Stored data

============================================================

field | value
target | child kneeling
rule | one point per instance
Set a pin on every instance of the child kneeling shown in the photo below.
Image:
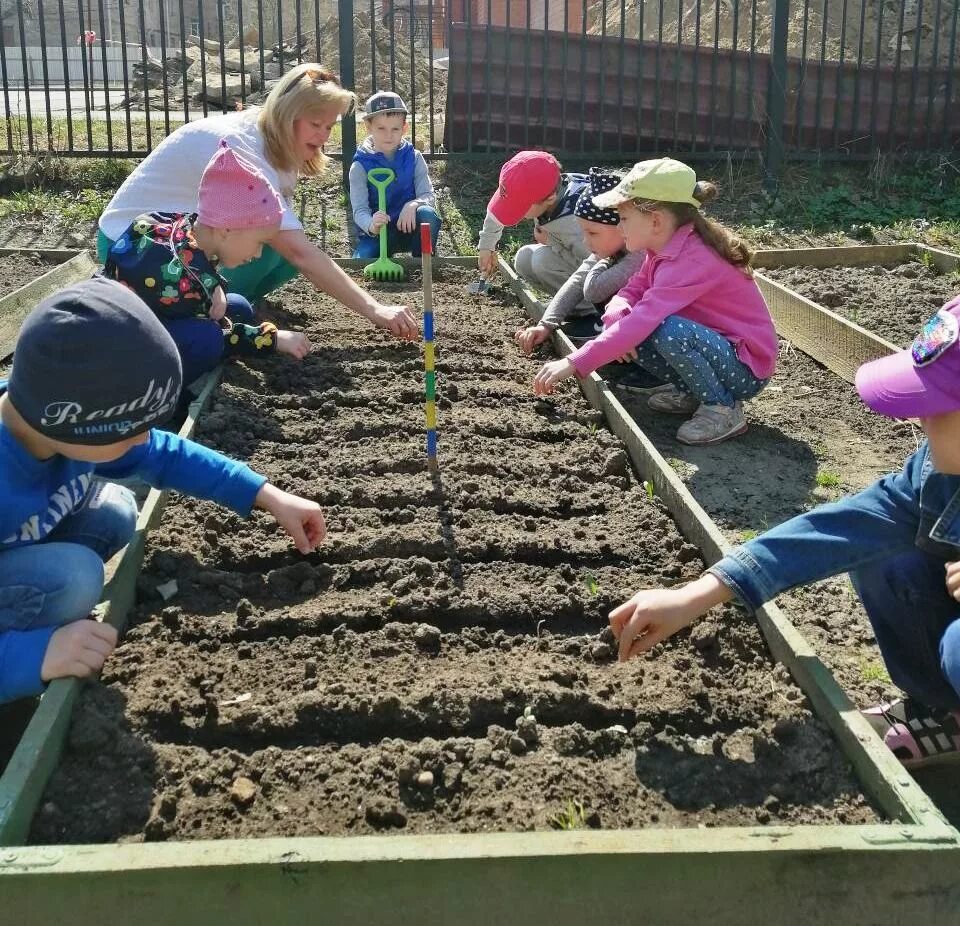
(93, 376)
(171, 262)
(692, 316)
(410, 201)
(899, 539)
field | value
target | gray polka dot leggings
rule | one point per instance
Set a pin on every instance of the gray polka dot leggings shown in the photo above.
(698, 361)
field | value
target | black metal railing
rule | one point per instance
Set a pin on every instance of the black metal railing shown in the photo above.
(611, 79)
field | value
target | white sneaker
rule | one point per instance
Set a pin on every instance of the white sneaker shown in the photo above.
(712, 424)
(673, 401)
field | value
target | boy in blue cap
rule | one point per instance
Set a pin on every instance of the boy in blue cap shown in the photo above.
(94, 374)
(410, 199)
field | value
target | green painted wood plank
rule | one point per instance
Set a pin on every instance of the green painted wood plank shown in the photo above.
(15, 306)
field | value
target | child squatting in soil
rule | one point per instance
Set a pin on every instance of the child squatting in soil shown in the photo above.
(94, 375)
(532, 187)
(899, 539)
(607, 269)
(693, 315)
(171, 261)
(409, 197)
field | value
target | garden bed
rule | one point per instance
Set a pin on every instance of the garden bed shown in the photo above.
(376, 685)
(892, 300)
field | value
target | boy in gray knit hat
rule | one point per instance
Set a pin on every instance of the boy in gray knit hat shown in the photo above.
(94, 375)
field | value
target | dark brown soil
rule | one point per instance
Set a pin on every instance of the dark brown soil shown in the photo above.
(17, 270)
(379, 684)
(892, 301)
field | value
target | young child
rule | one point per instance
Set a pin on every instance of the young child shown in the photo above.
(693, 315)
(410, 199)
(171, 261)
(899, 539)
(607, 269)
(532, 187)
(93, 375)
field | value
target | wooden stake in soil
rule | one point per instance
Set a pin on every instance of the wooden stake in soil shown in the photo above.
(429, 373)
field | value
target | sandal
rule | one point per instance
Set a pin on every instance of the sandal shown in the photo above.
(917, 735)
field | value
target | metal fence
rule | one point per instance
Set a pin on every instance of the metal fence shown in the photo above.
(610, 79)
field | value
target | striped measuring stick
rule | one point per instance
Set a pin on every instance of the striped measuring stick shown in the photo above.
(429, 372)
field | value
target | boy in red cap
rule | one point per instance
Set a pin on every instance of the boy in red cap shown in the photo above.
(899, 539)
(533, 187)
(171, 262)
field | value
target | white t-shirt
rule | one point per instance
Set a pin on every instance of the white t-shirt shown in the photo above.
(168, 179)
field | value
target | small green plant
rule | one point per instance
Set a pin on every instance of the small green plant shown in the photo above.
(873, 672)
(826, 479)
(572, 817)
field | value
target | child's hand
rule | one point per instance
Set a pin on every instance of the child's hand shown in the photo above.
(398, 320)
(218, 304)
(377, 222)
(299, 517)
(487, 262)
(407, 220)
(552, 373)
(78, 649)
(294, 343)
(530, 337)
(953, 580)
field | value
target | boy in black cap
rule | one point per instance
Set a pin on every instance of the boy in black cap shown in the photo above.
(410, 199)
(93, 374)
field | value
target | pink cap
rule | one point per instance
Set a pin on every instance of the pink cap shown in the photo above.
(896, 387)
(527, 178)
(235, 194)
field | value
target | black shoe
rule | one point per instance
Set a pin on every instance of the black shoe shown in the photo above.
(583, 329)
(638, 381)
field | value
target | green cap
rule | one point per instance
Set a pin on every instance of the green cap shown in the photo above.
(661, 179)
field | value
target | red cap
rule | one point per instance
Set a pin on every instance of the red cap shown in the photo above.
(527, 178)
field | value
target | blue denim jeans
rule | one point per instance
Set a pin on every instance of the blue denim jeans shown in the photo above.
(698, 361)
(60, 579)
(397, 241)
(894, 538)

============================================================

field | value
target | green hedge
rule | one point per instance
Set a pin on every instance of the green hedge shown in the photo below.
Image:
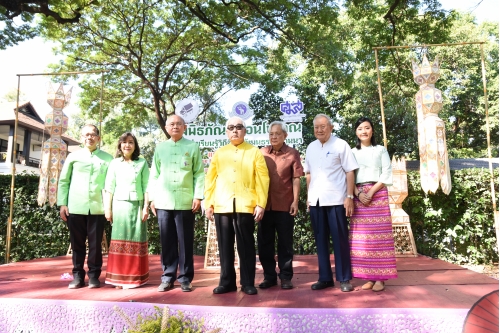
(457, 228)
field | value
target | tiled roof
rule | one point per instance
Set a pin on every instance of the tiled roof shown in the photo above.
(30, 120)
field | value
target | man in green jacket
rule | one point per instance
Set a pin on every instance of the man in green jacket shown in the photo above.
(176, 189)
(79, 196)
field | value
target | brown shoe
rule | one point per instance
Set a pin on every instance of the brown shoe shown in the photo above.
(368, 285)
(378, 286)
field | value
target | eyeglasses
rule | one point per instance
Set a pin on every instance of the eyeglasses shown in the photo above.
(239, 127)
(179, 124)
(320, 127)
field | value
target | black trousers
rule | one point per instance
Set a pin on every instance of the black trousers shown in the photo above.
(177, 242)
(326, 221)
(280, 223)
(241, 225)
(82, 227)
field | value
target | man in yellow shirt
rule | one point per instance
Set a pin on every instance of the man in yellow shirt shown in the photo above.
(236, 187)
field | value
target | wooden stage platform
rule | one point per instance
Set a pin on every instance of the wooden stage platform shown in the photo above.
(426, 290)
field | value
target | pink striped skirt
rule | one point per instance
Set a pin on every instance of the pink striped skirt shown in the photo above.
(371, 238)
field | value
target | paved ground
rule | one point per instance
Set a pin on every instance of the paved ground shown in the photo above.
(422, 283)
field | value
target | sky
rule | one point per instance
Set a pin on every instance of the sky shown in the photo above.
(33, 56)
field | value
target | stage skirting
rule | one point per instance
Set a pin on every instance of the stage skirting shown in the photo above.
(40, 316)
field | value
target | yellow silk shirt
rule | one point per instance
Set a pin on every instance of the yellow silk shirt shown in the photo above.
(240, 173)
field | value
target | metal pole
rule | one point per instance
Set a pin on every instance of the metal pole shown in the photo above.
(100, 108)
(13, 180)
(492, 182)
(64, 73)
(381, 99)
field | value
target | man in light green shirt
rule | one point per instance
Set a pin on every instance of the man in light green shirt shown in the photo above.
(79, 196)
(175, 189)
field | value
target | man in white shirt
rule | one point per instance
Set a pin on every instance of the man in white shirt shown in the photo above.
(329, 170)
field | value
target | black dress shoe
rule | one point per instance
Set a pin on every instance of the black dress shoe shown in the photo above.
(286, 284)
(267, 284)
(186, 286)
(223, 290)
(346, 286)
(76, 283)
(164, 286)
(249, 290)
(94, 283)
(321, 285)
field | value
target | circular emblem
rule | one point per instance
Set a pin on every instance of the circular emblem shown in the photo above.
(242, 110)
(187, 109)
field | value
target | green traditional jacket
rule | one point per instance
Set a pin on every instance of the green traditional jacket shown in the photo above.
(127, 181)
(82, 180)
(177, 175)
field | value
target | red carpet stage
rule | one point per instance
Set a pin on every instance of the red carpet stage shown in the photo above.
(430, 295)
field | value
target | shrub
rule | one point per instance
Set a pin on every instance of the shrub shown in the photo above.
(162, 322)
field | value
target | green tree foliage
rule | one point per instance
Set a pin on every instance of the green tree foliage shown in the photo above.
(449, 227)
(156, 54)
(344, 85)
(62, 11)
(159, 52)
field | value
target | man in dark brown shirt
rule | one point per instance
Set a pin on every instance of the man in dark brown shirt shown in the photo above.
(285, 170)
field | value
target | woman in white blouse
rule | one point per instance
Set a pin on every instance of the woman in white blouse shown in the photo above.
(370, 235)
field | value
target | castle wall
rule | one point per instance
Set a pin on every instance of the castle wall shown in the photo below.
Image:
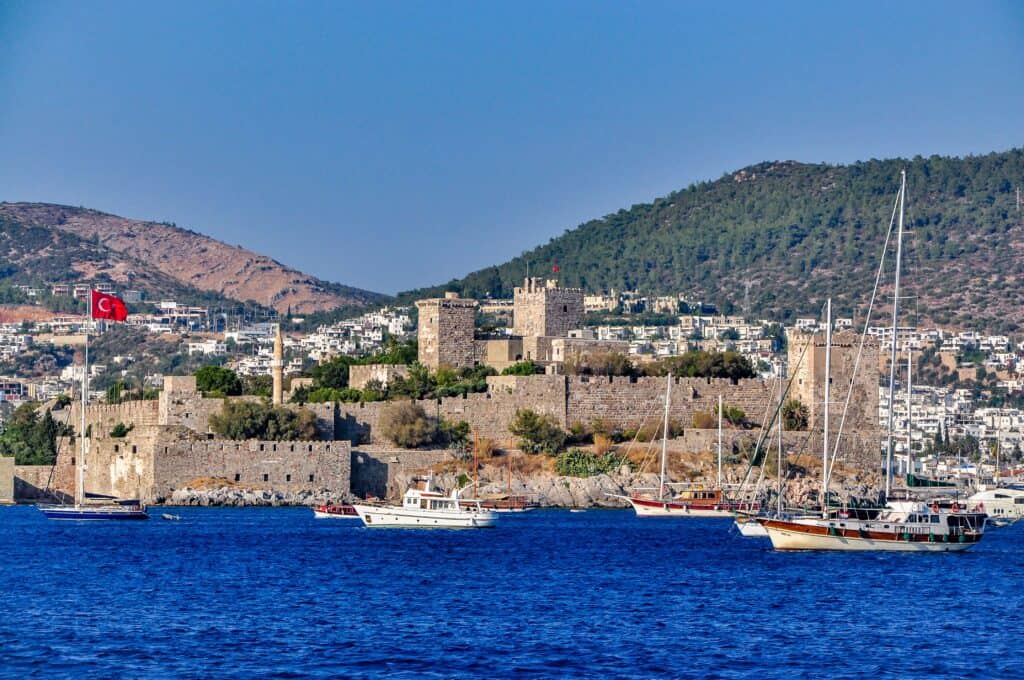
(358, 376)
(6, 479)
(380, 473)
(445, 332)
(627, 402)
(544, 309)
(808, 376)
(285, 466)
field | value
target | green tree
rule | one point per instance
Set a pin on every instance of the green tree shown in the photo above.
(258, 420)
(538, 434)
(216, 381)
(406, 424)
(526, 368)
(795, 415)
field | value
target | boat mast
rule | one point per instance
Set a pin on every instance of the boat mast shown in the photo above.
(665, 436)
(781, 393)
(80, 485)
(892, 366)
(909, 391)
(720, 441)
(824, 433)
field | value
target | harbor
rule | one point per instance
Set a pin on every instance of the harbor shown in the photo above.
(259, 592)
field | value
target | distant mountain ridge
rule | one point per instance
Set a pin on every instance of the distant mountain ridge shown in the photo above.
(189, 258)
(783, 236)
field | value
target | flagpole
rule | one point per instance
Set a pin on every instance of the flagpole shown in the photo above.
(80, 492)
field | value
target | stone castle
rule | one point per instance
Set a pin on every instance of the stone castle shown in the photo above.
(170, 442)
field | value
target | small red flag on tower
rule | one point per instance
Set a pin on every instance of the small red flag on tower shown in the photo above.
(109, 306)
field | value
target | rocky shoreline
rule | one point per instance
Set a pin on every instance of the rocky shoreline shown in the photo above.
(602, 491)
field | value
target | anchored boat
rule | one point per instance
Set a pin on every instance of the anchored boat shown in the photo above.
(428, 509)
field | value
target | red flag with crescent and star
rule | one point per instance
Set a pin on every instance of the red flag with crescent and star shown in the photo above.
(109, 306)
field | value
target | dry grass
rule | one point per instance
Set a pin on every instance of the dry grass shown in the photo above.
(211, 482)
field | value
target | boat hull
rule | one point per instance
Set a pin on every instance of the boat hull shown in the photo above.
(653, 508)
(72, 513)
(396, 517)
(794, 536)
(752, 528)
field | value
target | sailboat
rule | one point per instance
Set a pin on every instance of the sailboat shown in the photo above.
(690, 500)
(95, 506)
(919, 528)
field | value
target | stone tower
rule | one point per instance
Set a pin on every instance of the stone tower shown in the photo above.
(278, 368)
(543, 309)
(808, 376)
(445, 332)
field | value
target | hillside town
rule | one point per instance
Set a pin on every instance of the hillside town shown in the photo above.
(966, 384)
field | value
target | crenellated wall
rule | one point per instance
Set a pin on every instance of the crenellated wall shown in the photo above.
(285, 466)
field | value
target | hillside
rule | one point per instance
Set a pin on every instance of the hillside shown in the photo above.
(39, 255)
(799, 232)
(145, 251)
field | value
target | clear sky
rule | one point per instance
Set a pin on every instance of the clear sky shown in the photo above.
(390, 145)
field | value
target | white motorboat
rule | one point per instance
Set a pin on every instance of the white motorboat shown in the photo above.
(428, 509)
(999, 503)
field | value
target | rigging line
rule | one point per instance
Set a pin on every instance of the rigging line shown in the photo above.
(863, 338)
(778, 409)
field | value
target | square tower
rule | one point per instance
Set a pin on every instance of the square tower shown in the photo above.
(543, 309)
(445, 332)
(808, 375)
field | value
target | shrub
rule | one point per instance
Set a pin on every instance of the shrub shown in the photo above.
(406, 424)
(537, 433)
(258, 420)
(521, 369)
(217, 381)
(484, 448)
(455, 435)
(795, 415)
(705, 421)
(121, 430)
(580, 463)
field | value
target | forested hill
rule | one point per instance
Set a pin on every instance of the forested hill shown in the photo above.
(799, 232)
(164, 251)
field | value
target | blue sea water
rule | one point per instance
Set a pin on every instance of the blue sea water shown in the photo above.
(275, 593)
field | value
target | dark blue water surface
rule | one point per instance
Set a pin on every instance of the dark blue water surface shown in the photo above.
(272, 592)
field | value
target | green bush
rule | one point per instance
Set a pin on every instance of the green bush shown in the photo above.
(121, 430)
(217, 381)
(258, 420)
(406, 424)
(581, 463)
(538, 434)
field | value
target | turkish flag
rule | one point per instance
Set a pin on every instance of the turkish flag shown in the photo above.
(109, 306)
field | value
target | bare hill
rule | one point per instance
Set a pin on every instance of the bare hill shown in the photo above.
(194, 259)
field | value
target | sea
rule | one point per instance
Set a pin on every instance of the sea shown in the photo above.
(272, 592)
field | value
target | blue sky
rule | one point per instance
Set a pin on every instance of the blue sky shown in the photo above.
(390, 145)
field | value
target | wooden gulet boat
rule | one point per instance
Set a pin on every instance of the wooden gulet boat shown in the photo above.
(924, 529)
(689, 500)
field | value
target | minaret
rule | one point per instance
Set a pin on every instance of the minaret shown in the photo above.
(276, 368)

============================================================

Gather every line of the stored data above that contains the word "stone", and copy each one unchanged.

■ **Answer to the exercise**
target | stone castle
Set a pin on every instance of the stone castle shown in the photo above.
target | stone tower
Set a pin on every instance of the stone tower shown in the photo above.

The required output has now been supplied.